- Germany is set to launch an app to trace the contacts of coronavirus patients later this week.
- The U.K. says it will launch its own app "soon," but the timing of its launch remains unclear.
- There has been division in Europe over whether to use Apple and Google's "decentralized" approach.
European governments are forging ahead with the rollout of apps to trace the contacts of coronavirus patients, with the U.K. at risk of falling behind in launching its own platform.
In Germany, a contact-tracing app using Bluetooth technology will be launched later this week. "It's coming this week," Health Minister Jens Spahn said over the weekend. Such apps are designed to alert users when they've come into contact with someone who has Covid-19.
Germany appears to have done a better job than other European nations at managing the pandemic, recording 8,804 deaths from the virus and a total of 187,682 cases, according to Johns Hopkins University data.
Its app is being built with the help of Deutsche Telekom and SAP, and makes use of the privacy-focused application programming interface (API) technology developed by Apple and Google.
The API is a system for app developers to integrate so that they can send out notifications when a user comes into close proximity with someone. Apple and Google's mobile operating systems run on 99% of the world's smartphones.
-=-=-=-=-
TASKS FOR THIS EXERCISE:
• a. Decide whether each statement below agrees with the article on contact-tracing apps, answering yes or no and quoting the words of the article that settle it. (i) Germany's app relies on Bluetooth technology. (ii) The U.K. has announced a firm date for launching its app. (iii) Deutsche Telekom and SAP are helping to build Germany's app.
• b. Quote the article on contact-tracing apps word for word, taking everything from "In Germany, a" down to "Hopkins University data.".
• c. Write what comes next in the article on contact-tracing apps, beginning after its final sentence.

Records excerpted from a collection
-=-=-=-=-
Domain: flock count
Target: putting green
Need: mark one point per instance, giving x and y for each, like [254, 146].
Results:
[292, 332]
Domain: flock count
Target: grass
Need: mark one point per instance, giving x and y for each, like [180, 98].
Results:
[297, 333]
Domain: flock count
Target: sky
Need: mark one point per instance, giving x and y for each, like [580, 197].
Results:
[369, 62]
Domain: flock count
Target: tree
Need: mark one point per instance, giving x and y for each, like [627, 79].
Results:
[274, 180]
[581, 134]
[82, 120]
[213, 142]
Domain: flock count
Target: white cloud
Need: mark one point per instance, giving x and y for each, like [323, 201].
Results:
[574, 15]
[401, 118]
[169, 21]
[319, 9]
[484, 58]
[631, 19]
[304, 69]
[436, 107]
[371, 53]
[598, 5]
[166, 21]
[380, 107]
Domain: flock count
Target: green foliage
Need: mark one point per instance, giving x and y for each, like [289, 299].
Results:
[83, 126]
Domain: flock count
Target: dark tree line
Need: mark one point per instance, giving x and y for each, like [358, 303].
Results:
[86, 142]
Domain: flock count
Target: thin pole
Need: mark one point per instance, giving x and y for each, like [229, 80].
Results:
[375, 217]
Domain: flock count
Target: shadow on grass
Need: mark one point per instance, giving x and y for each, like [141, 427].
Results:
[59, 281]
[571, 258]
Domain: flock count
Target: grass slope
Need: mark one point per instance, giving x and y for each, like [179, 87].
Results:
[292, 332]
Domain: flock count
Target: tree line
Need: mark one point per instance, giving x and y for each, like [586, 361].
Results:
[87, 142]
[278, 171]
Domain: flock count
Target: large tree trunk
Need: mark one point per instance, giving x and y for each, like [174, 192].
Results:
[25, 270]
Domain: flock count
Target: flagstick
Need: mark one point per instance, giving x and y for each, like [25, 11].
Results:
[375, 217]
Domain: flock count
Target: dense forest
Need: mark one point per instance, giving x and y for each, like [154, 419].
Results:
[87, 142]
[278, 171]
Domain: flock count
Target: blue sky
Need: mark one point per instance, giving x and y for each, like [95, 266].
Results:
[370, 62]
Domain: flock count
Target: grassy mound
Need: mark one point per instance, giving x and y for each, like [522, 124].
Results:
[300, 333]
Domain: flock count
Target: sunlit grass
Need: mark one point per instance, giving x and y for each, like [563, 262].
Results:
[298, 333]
-=-=-=-=-
ANSWER SECTION:
• a.
(i) Yes: "a contact-tracing app using Bluetooth technology will be launched later this week."
(ii) No: "the timing of its launch remains unclear."
(iii) Yes: "Its app is being built with the help of Deutsche Telekom and SAP"

• b.
In Germany, a contact-tracing app using Bluetooth technology will be launched later this week. "It's coming this week," Health Minister Jens Spahn said over the weekend. Such apps are designed to alert users when they've come into contact with someone who has Covid-19.
Germany appears to have done a better job than other European nations at managing the pandemic, recording 8,804 deaths from the virus and a total of 187,682 cases, according to Johns Hopkins University data.

• c.
Italy's government has also launched an app based on the Apple-Google model. Called Immuni, the app was made by local developer Bending Spoons. It's seen more than 1 million installs on Google's Play app store.
Italy, once at the heart of Europe's coronavirus pandemic, has seen its rate of new infections and deaths slow in recent weeks. However, it remains one of the worst-affected countries globally, with a death toll of 34,345 and 236,989 infections.
Experts say contact tracing will be a significant part of countries' reopening strategies, by getting people to self-isolate if they're found to have been near a coronavirus patient and therefore exposed to the disease.
Division has emerged in Europe over whether or not to adopt Apple and Google's "decentralized" approach, which processes exposure notifications without storing them on centrally-controlled servers.
According to the Financial Times, Germany, Italy, Ireland, Austria and Switzerland are all using the tech firms' software to develop their apps. But countries like the U.K., France and Norway have all opted for a more centralized model that gives health authorities central control over the tracing data.
The U.K., which has the highest Covid-19 death toll in Europe, has given mixed signals about its contact-tracing app. One minister claimed the service could be ready by the end of the month, but there are doubts over that timing.
The BBC reported that British ministers are considering switching the country's NHS COVID-19 App to one based on Apple and Google's tech, as there have been delays in rolling the current version out. The National Health Service has tasked a Swiss IT firm with exploring the option of switching to the Apple-Google model.
The U.K. has already been testing its app on the Isle of Wight, an island just off the south coast of England. A spokesperson for the government's health department told CNBC the app had racked up more than 54,000 users so far — which represents around 38% of the island's nearly 142,000 inhabitants.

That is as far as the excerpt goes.